## Excerpt
* BEGIN *
BOOK & BLOG
October 30, 2010
Books of the Week
Any time a new novel by Lee Child lands in my house, I drop everything to read it. And I’m guaranteed the experience will be worth it. Since Worth Dying For is Child’s tenth yes, tenth! Jack Reacher novel, and the books are still just as good, I think that’s really saying something. Jack gets pulled, once again, into events that are much bigger than one man can handle but he does. In fact, this is so remarkable that I’m blogging about it below. Child’s fans call themselves the Reacher Creatures, and they’re legion . . . and he deserves it. I’m always glad to see Lee when our paths cross, and we always seem to have good conversations.
I’d never read J.A. (Jack) Kerley, but the people at Murder by the Book in Houston highly recommended him. I decided to follow up the hard boiled Lee Child with another hard-boiled writer, and Kersey certainly fits the bill. I haven’t finished The Hundredth Man yet, but I can tell you that Kersey is quite a writer. His hero, police detective Carson Ryder, is an interesting guy with a very complex and dark past. Ryder’s friend and partner, Detective Nautilus, is one of the more fully-realized people I’ve read lately, and the frail alcoholic Ava, who performs autopsies in Mobile, Alabama, where the books are set, is both sad and touching. I’m looking forward to watching Kerley close in on the climax of the book, and I’m glad to see he has several other books to read in the same series.
When Protagonists are Bad
You may have already heard this story, but at a Bouchercon (world mystery convention) I didn’t attend, Jack Reacher was put on trial. I think that’s a great idea, and far off the beaten track of the usual panel titles. Here’s the thing; Reacher was found guilty, which after some thought I agree is appropriate. Is Jack Reacher a hero? Yes. Does he murder people? Yes. A lot. Would I pick him as the man I’d most want to be marooned on a desert island? Yes, because he’s the most resourceful man in modern fiction. Would I be worried on that desert island if, say, I broke my leg and he was starving? Yep, I would. Because Jack Reacher, though capable of empathy and sympathy (especially toward women), is also very practical.
Okay, maybe that’s a slight exaggeration.
But Reacher does not hesitate to kill people, not even for a second, because such hesitation means you might lose, and Reacher does not lose. This is both admirable and scary.
I have the same dual feelings about Stacia Kane’s protagonist, Chess. Chess, a proficient witch, is also a drug addict. She will do almost anything for drugs. She is therefore unreliable, unpredictable, and always, permanently, not in her right mind. She is always high. Her judgment is always impaired. Her personal life is barren and subject to the dictatorship of her addiction.
* END *
## Provided information
* BEGIN *
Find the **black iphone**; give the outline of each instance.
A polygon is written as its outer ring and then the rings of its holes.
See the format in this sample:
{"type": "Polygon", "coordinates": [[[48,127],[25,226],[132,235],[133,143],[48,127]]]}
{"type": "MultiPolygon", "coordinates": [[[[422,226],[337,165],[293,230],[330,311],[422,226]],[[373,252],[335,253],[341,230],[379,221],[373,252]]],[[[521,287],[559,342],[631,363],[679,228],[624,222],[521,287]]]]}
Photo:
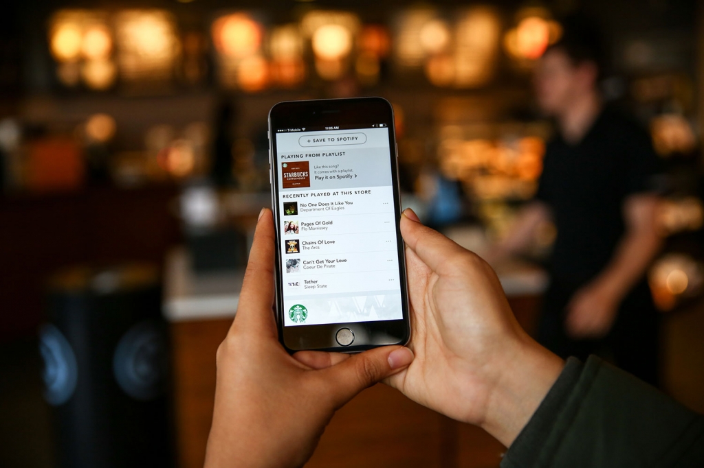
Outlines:
{"type": "Polygon", "coordinates": [[[382,98],[269,112],[277,321],[289,352],[410,335],[394,110],[382,98]]]}

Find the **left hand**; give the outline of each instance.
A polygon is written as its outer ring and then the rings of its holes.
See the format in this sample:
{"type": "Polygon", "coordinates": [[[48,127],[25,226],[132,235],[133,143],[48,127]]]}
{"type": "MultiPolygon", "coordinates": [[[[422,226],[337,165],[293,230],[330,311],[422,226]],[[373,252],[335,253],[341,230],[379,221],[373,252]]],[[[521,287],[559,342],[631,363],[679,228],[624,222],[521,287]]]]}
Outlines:
{"type": "Polygon", "coordinates": [[[598,282],[584,286],[567,304],[565,327],[574,338],[601,338],[611,330],[620,300],[606,286],[598,282]]]}
{"type": "Polygon", "coordinates": [[[336,410],[413,360],[398,346],[353,356],[289,356],[279,343],[272,308],[274,238],[271,211],[263,210],[237,317],[218,349],[206,468],[302,466],[336,410]]]}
* END *
## Written exercise A
From the book blog post, copy the passage starting with "When Protagonists are" and going on through "a slight exaggeration.".
## Written exercise B
According to the book blog post, in what city are the Carson Ryder books set?

## Full answer A
When Protagonists are Bad
You may have already heard this story, but at a Bouchercon (world mystery convention) I didn’t attend, Jack Reacher was put on trial. I think that’s a great idea, and far off the beaten track of the usual panel titles. Here’s the thing; Reacher was found guilty, which after some thought I agree is appropriate. Is Jack Reacher a hero? Yes. Does he murder people? Yes. A lot. Would I pick him as the man I’d most want to be marooned on a desert island? Yes, because he’s the most resourceful man in modern fiction. Would I be worried on that desert island if, say, I broke my leg and he was starving? Yep, I would. Because Jack Reacher, though capable of empathy and sympathy (especially toward women), is also very practical.
Okay, maybe that’s a slight exaggeration.

## Full answer B
Mobile, Alabama